- **Opdracht 1**: Hoeveel mensenrechtenactivisten zijn volgens het debatfragment over Turkije na de aanval in Turkije opgesloten?
- **Opdracht 2**: Schrijf een vervolg op het debatfragment over Turkije dat aansluit op de laatste zin.

- **Geselecteerde tekst**:
⁂

Ik zeg het maar vast, maar er zijn nog een aantal interrupties. Mevrouw Karabulut van de SP.

Mevrouw Karabulut (SP):

Twee weken nadat de Minister heeft geweigerd Turkije te veroordelen voor deze illegale actie ligt er geen bewijs. Dat zegt de Minister zelf. Iedere dag dat de Minister weigert om deze acties te veroordelen, laat hij zich voor het karretje van Erdogan spannen. Wat we ondertussen wel weten, is dat er tientallen burgerdoden zijn gevallen. Wat we ondertussen wel weten, is dat er na deze aanval in Turkije meer dan 300 mensenrechtenactivisten zijn opgesloten omdat zij pleitten voor vrede. Wat we ondertussen wel weten, is dat Turkije in Syrië huurlingen heeft die verbonden zijn aan Al Qaida en Hayat Tahrir al-Sham. Dat zijn heel serieuze berichten. Ik wil dat de Minister consequent ieder land dat zonder mandaat en zonder enig bewijs een ander land invalt, veroordeelt. Wat zit hierachter? Wat zit achter deze aarzelende opstelling? Wat zit achter deze politiek die deels Erdogan zijn gang laat gaan? Wat zijn de consequenties waar de Minister net op hintte? Wat maakt dat de Nederlandse regering in dezen zo'n slappe houding heeft?

⁂

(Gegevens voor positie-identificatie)
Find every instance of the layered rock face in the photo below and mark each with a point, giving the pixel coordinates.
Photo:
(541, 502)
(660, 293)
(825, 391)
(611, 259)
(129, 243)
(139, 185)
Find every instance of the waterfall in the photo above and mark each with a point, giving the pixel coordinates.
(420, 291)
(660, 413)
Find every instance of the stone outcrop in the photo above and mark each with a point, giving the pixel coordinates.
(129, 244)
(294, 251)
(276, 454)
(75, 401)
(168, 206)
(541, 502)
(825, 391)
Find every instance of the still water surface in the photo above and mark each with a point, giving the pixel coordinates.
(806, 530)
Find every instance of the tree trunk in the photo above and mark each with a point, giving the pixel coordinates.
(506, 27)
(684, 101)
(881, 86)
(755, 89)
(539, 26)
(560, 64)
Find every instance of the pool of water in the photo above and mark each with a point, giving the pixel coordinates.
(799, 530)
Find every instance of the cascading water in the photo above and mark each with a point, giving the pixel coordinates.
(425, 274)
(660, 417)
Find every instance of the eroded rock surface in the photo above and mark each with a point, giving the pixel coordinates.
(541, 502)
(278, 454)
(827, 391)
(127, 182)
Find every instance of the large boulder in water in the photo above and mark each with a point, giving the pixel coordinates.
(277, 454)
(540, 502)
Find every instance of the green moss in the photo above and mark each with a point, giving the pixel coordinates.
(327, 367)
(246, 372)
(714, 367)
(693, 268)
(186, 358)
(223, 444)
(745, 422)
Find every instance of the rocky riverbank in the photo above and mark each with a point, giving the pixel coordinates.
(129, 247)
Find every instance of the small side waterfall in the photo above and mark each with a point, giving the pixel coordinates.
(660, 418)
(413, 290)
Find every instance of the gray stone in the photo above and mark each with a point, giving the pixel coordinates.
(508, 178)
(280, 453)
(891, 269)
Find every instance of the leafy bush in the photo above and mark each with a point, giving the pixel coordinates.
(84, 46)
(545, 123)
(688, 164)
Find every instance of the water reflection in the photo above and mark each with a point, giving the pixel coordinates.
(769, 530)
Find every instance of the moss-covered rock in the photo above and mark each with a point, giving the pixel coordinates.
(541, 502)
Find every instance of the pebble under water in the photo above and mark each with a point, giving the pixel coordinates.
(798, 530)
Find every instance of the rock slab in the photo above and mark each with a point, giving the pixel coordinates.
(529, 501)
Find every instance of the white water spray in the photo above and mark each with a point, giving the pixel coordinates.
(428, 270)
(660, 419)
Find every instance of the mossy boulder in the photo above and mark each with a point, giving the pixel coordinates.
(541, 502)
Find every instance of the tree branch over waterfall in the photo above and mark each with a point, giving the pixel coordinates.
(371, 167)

⁂

- **Resultaat opdracht 1**: Meer dan 300.

- **Resultaat opdracht 2**:
Minister Zijlstra:

Als u mij niet euvel duidt: dat is vanwege zorgvuldigheid en op basis van niet-bevestigde mediaberichten. Hetzelfde geldt voor de berichten dat er cultureel erfgoed vernietigd zou zijn en dat ze geholpen worden door Al Qaida-bewegingen. Dat zijn niet-bevestigde berichten, dingen die we hier en daar voorbij zien komen. We vragen aan hen hoe het zit, maar het zijn geen bevestigde berichten. Met alle respect: op het moment dat wij bevestigd zouden hebben dat Turkije samen met Al Qaida aan het vechten is, hebben we wel een dingetje in de NAVO. Dat moge duidelijk zijn. Maar als u mij niet euvel duidt: vanuit zorgvuldigheid veroordelen we een land niet op basis van niet-bevestigde berichten op Twitter en dat soort zaken. Naar mijn mening dient een regering hierbij echt voorzichtig te zijn en moeten we niet al vanuit de heup schieten voordat duidelijk is of iets waar is of niet.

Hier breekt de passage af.